## Instruction
Can you extract, word for word, the stretch of the records from the line containing "Kindly place a point on the white wristband, one" through the end of the records? Leave any pictures out of your answer.

^^^^^^^^^^^^^^^^

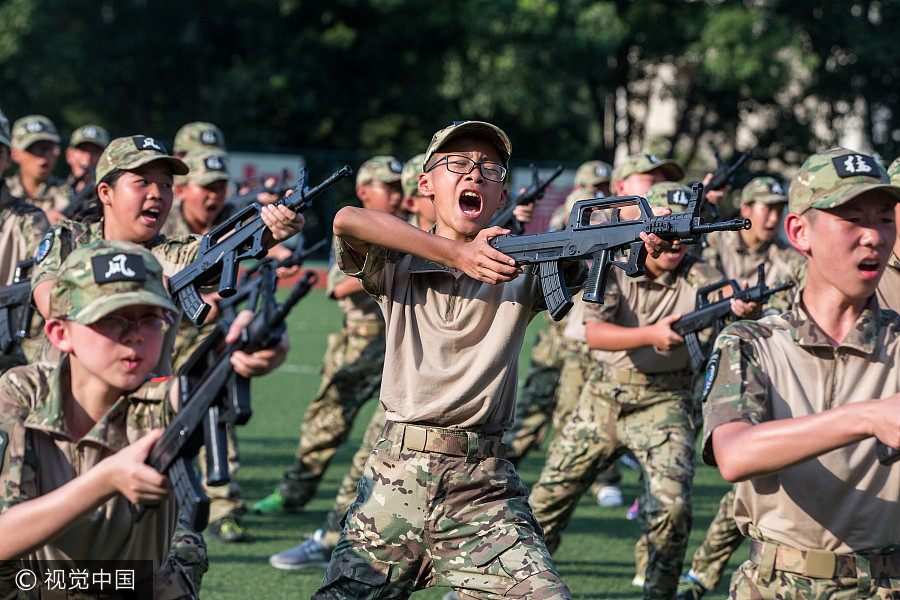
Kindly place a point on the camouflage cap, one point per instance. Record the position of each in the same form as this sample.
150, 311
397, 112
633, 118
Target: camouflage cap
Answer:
766, 190
198, 135
479, 129
593, 172
31, 129
90, 134
131, 152
385, 169
409, 177
834, 177
106, 275
644, 163
894, 171
669, 193
5, 135
206, 167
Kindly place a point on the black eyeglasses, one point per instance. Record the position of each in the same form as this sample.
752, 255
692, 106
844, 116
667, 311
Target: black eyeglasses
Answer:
115, 326
463, 165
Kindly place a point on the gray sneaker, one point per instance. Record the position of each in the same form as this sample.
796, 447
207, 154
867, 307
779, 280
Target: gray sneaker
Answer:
313, 553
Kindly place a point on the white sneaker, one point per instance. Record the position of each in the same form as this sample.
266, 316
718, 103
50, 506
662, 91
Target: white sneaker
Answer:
609, 495
313, 553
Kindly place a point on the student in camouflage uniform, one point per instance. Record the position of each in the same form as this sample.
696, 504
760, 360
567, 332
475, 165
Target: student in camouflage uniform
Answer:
82, 154
21, 227
794, 403
315, 551
438, 505
135, 177
737, 254
35, 149
638, 398
71, 462
536, 405
351, 369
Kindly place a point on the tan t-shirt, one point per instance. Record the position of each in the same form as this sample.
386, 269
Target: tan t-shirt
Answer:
452, 342
641, 301
782, 367
38, 456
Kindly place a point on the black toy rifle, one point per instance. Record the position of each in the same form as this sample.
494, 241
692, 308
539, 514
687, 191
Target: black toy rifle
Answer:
238, 238
722, 176
16, 309
712, 314
505, 218
600, 241
209, 400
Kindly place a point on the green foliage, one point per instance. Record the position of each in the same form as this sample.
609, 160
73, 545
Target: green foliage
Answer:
567, 80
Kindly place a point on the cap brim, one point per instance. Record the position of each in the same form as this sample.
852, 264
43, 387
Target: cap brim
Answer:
479, 129
852, 192
105, 305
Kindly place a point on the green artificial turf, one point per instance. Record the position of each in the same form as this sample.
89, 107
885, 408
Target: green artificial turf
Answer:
596, 558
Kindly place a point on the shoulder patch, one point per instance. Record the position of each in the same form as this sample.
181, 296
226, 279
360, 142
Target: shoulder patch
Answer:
44, 247
4, 440
712, 367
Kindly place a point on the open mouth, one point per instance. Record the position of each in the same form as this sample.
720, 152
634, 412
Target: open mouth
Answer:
470, 203
152, 214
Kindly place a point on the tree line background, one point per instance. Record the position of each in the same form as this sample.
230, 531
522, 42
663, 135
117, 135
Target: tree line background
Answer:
567, 80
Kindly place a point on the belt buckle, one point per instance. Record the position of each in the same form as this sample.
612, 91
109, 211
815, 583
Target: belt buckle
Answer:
414, 438
820, 564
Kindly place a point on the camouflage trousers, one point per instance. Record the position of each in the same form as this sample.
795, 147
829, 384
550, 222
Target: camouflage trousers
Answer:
722, 539
424, 519
351, 374
773, 574
346, 495
656, 424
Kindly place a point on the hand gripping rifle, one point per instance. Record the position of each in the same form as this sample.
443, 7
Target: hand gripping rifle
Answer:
505, 218
16, 309
712, 314
600, 241
211, 395
239, 238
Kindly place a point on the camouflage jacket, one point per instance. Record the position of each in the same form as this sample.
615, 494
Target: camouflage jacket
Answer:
37, 456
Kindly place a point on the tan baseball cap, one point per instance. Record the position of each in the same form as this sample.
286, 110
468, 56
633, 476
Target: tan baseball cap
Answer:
196, 136
479, 129
766, 190
206, 166
669, 193
385, 169
409, 177
644, 163
31, 129
834, 177
90, 134
593, 172
106, 275
131, 152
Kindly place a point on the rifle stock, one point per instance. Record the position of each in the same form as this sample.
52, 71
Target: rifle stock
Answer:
237, 239
600, 241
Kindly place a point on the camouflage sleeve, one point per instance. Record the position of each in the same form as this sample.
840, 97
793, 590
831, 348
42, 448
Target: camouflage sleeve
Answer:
50, 254
735, 388
369, 269
18, 462
605, 312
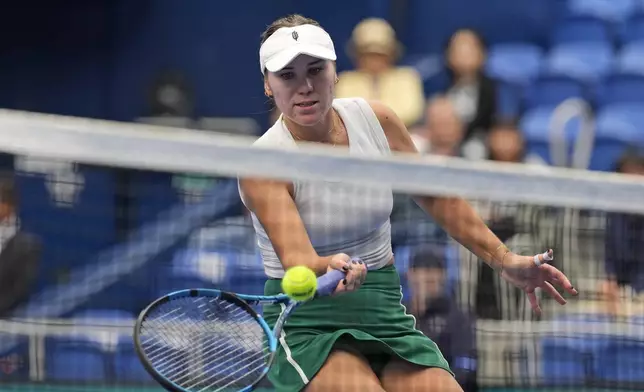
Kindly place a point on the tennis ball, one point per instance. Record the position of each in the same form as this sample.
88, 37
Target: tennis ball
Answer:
299, 283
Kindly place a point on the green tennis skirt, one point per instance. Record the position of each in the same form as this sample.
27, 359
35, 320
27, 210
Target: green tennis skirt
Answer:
371, 320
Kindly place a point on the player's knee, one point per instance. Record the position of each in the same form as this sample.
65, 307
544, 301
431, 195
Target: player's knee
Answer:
345, 371
406, 377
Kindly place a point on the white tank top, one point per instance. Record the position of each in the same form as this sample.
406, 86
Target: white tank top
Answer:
339, 217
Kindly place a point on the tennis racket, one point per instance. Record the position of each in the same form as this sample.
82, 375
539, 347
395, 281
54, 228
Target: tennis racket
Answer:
211, 340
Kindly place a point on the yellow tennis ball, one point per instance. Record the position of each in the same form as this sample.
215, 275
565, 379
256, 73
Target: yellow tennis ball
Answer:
299, 283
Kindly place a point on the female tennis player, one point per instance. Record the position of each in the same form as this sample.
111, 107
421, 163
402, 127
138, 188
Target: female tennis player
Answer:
361, 340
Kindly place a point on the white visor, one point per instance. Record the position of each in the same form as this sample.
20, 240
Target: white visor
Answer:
285, 44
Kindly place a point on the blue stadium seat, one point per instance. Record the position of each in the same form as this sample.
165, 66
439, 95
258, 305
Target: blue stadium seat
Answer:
622, 361
614, 11
621, 88
630, 59
587, 62
618, 126
581, 29
71, 207
568, 359
552, 90
84, 356
127, 366
75, 358
14, 362
535, 127
518, 63
633, 30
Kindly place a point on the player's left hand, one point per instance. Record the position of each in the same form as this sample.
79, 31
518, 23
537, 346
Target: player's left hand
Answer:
530, 272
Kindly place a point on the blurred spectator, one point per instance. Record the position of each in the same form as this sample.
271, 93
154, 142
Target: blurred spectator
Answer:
442, 132
624, 254
170, 95
438, 316
375, 50
505, 144
471, 91
19, 252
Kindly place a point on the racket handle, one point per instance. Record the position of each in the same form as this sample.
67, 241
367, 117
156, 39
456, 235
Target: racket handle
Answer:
328, 282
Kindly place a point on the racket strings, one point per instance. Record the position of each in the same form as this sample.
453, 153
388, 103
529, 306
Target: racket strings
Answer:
205, 344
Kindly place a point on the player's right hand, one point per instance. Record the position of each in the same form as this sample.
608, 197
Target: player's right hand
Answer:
355, 270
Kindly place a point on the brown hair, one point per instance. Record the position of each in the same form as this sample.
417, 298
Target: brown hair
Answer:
287, 21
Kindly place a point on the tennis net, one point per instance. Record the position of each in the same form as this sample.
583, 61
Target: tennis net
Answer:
127, 212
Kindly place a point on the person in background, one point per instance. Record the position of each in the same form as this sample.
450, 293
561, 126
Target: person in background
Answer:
442, 133
438, 316
375, 50
624, 245
505, 144
470, 90
20, 252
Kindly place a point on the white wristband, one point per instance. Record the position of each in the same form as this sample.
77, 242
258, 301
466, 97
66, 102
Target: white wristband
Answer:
546, 257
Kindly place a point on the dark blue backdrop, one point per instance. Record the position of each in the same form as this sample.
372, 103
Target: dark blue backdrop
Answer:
96, 58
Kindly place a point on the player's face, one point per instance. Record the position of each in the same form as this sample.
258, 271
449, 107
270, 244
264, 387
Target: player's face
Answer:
303, 90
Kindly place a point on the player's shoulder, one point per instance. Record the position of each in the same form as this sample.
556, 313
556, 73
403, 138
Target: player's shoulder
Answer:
273, 137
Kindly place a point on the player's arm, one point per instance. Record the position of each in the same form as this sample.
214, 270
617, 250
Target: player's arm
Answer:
454, 214
272, 203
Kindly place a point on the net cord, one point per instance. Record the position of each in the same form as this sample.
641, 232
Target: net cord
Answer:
129, 145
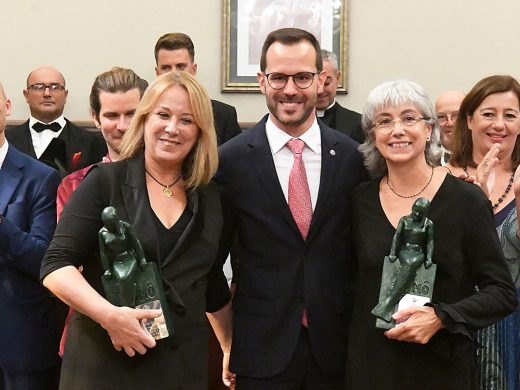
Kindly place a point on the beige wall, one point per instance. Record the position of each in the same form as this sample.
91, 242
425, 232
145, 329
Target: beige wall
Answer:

^^^^^^^^^^^^^^^^

## Solution to the exercise
Kindly place a point on the white wristband, one point per instance. Record the position of each in the same form as this sample.
77, 242
258, 301
466, 97
66, 102
Target: white wristband
Answer:
546, 257
Kindly place a point on the dark blue backdrop, one point per instance. Record the position of each in the same form as this sample.
372, 103
Target: dark blue backdrop
Answer:
96, 58
Kindly place a point on the player's face, one point per instance. Record the position of each in the same form as this sample.
258, 271
449, 107
270, 244
264, 387
Target: player's face
Answer:
303, 90
Kindly place a point on the player's shoulder, one point per instance. Record the position of each in the same form as this sample.
556, 313
556, 73
403, 138
Target: player's shoulder
Answer:
273, 137
Kindly place a point on the player's arm, one point per instance. Record the position of each in the same form as this sample.
214, 270
617, 250
Target: player's arm
Answer:
454, 214
272, 203
Kindly place a point on the net cord, one point per instance. Record the position of each in the same form as this sample.
641, 232
Target: net cord
Answer:
129, 145
Kindly place a point on the beige wall, one point per instance. Record the position of each in the same form as this sample.
91, 242
425, 232
145, 329
Target: beige wall
Answer:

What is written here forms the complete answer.